▶ **To be done**:
Rewrite the lines below with every "photo" replaced by "image" and nothing else changed. Leave the pictures out.

▶ **Given records**:
◆ ◆ ◆ ◆ ◆ ◆ ◆
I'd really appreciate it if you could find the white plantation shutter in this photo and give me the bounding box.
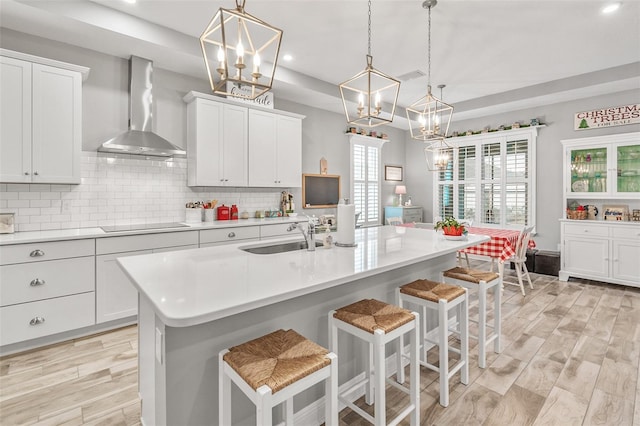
[433,129,537,229]
[352,139,382,226]
[505,139,529,226]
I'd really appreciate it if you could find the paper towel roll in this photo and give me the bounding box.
[336,204,356,245]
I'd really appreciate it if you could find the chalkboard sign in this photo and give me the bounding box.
[302,174,340,209]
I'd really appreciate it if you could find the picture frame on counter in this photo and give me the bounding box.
[602,204,629,222]
[384,166,402,182]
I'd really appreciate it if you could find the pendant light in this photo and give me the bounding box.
[339,0,400,127]
[406,0,453,143]
[424,84,453,172]
[200,0,282,99]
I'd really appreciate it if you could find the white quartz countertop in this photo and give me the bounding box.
[0,216,307,245]
[118,226,489,327]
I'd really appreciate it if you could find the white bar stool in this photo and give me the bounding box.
[218,330,338,426]
[329,299,420,426]
[440,267,502,368]
[396,280,469,407]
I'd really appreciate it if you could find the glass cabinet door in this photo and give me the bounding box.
[616,145,640,193]
[570,146,608,193]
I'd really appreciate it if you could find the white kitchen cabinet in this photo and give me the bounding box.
[560,220,640,287]
[249,110,302,187]
[0,239,95,346]
[200,226,260,247]
[96,231,198,324]
[562,132,640,201]
[187,98,248,187]
[0,50,88,184]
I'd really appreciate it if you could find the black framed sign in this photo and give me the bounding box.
[384,166,402,182]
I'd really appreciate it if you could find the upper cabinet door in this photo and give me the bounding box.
[249,110,278,186]
[249,110,302,188]
[0,56,31,183]
[276,116,302,187]
[222,105,249,186]
[32,64,82,183]
[187,99,224,186]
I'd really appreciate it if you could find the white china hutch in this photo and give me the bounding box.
[560,132,640,287]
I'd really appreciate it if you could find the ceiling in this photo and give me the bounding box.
[0,0,640,128]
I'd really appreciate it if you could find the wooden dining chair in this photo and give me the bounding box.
[458,219,472,266]
[507,226,534,296]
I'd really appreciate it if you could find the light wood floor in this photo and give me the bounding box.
[0,263,640,426]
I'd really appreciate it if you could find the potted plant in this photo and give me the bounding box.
[433,216,467,237]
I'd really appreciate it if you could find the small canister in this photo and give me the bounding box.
[217,204,231,220]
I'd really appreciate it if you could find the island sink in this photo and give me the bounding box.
[240,241,322,254]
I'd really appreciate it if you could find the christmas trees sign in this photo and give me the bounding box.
[573,104,640,130]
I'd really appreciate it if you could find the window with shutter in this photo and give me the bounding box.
[350,137,386,226]
[433,128,537,229]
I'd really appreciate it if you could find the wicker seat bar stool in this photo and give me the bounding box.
[440,267,502,368]
[396,280,469,407]
[329,299,420,426]
[218,330,338,426]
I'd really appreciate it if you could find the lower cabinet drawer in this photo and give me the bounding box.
[564,223,609,237]
[200,226,260,243]
[0,256,95,306]
[260,223,300,238]
[404,210,422,223]
[0,292,96,346]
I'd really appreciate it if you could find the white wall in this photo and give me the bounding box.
[406,90,640,250]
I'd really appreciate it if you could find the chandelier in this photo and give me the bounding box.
[200,0,282,99]
[339,0,400,127]
[406,0,453,143]
[424,139,453,172]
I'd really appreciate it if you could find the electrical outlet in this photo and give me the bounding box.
[60,200,71,213]
[156,328,162,364]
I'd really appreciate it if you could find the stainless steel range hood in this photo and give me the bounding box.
[98,56,186,157]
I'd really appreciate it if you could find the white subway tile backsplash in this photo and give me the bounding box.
[0,152,280,231]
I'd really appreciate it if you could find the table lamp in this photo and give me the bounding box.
[396,185,407,206]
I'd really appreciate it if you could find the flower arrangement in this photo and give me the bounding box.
[433,216,467,237]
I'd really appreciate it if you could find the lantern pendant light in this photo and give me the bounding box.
[200,0,282,99]
[339,0,400,127]
[406,0,453,143]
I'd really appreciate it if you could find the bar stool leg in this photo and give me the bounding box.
[376,329,387,426]
[458,289,469,385]
[409,314,426,426]
[478,282,488,368]
[493,282,502,353]
[364,343,377,405]
[218,351,231,425]
[256,386,273,426]
[324,352,339,426]
[438,299,449,407]
[282,398,293,426]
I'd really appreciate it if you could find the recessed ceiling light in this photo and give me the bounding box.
[602,2,621,13]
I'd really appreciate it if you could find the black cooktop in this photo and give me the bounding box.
[100,222,189,232]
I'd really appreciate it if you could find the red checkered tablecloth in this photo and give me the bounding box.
[461,226,536,262]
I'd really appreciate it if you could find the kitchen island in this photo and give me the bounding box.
[118,226,488,425]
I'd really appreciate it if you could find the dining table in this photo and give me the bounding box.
[460,226,536,278]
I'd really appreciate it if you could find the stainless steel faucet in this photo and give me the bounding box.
[287,219,316,251]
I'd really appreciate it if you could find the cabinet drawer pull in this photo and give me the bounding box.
[29,317,44,325]
[29,278,45,287]
[29,249,44,257]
◆ ◆ ◆ ◆ ◆ ◆ ◆
▶ **Final result**:
I'd really appreciate it if you could find the white plantation shutter in this image and give me the bounding box.
[433,129,537,229]
[352,139,382,226]
[505,139,529,226]
I'd really appreciate it if you could find the paper towel roll in this image and give me the bounding box.
[336,204,356,245]
I'd really appreciate it if you could find the chalkboard sign in this image and give me the bounding box.
[302,174,340,209]
I'd really appreciate it if you could find the picture frame on counter in this image and give me the bounding box.
[602,204,629,222]
[384,166,402,182]
I'd really appreciate it if you could find the pendant light in this image and give me the bounding box.
[339,0,400,127]
[406,0,453,143]
[424,84,453,172]
[200,0,282,99]
I'd really appreciate it if you could find the white quartz countertop in this image and give me the bounding box.
[0,216,307,245]
[118,226,489,327]
I'd really appreciate it if you could find the white bar stool in this image and give me the bounding box.
[218,330,338,426]
[329,299,420,426]
[440,267,502,368]
[396,280,469,407]
I'd really appreciate it if you could find the glass cabinet door in this image and give me the bounding box.
[616,145,640,193]
[570,146,608,193]
I'd really appreciate it if you could find the white kitchen cabinet in this image and give me the bounding box.
[560,220,640,287]
[249,110,302,187]
[0,239,95,346]
[200,226,260,247]
[96,231,198,324]
[562,132,640,201]
[187,98,248,187]
[0,50,88,184]
I'd really appreciate it if you could find the black framed sign in this image and give me the bounding box.
[384,166,402,182]
I'd really appreciate it if you could find the upper cabinet door in this image and give me the bounding box.
[249,110,278,186]
[249,110,302,188]
[0,56,31,183]
[276,116,302,187]
[222,105,249,186]
[32,64,82,183]
[187,99,224,186]
I'd really appreciate it if you could find the white china hutch in this image and give me the bounding box.
[560,132,640,287]
I'd really appreciate it if you could find the ceiling in this image and give me the bounding box.
[0,0,640,128]
I'd really appreciate it if you could find the wooden dining chair in this image and give me the bounding box.
[458,219,472,266]
[507,226,534,296]
I'd really appreciate it if you could find the light wood floor in this image and give me the bounding box.
[0,263,640,426]
I'd really appreciate it if you could find the potted plant in this image and give me the bounding box.
[433,216,467,237]
I'd really appreciate it if you could find the small canister in this image and give me the bounding box.
[217,204,231,220]
I'd really appreciate it if you could find the island sink in this image and give me the bounding box.
[240,241,322,254]
I'd really appreciate it if you could find the christmas trees sign in this image and give me the bounding box.
[573,104,640,130]
I'd really appreciate it if you could find the window with shutter in this image and give me the bounding box.
[350,137,386,226]
[433,128,537,229]
I'd really appreciate it if you could find the wicker seat bar stool in this image and give me the bounding box.
[440,267,502,368]
[396,280,469,407]
[329,299,420,426]
[218,330,338,426]
I'd really appreciate it if you could find the lower cabinet drawer in this image and give me the bounding box.
[564,223,609,237]
[200,226,260,243]
[0,256,95,306]
[260,223,300,238]
[404,210,422,223]
[0,292,96,346]
I'd really appreciate it if you could find the white wall in this image and give me the bounding box.
[406,90,640,250]
I'd really appreciate it if you could find the chandelier in this image and give me the bounding box.
[200,0,282,99]
[339,0,400,127]
[406,0,453,143]
[424,139,453,172]
I'd really appreciate it if you could find the electrical outlet in this image and give me the bounding box.
[60,200,71,213]
[156,328,162,364]
I'd really appreciate it if you could find the stainless steel range hood in this image and give me the bounding box.
[98,56,186,157]
I'd really appreciate it if you could find the white subway tile backsplash in this image and give me the bounding box.
[0,152,280,231]
I'd really appreciate it if you could find the table lamp in this image and give me the bounding box.
[396,185,407,206]
I'd really appreciate it if you could find the flower arrangement in this image and give me the bounding box.
[433,216,467,237]
I'd really appreciate it if you could find the lantern pendant light in this image and give me the bounding box.
[200,0,282,99]
[339,0,400,127]
[406,0,453,143]
I'd really appreciate it if you could find the bar stool leg in this image and give me the bounding box.
[376,329,387,426]
[458,289,469,385]
[409,314,426,426]
[478,282,488,368]
[493,282,502,353]
[364,343,377,405]
[218,351,231,425]
[256,386,273,426]
[324,352,339,426]
[438,299,449,407]
[282,398,293,426]
I'd really appreciate it if you could find the recessed ceiling light in this image and give me the bounding box.
[602,2,621,13]
I'd really appreciate it if you could find the black cooktop in this image and give me the bounding box.
[100,222,189,232]
I'd really appreciate it if you could find the red checkered tablecloth in this image and give me the bounding box.
[461,226,536,262]
I'd really appreciate it if you could find the kitchen island in this image and give me the bounding box.
[118,226,488,425]
I'd really appreciate it if you could find the dining table in this image and give me the bounding box.
[460,226,536,278]
I'd really appreciate it if you could find the stainless steel faucet in this image and give me the bounding box.
[287,219,316,251]
I'd really appreciate it if you could find the cabinet drawer pull in this image and give me the bounding box.
[29,317,44,325]
[29,278,45,287]
[29,249,44,257]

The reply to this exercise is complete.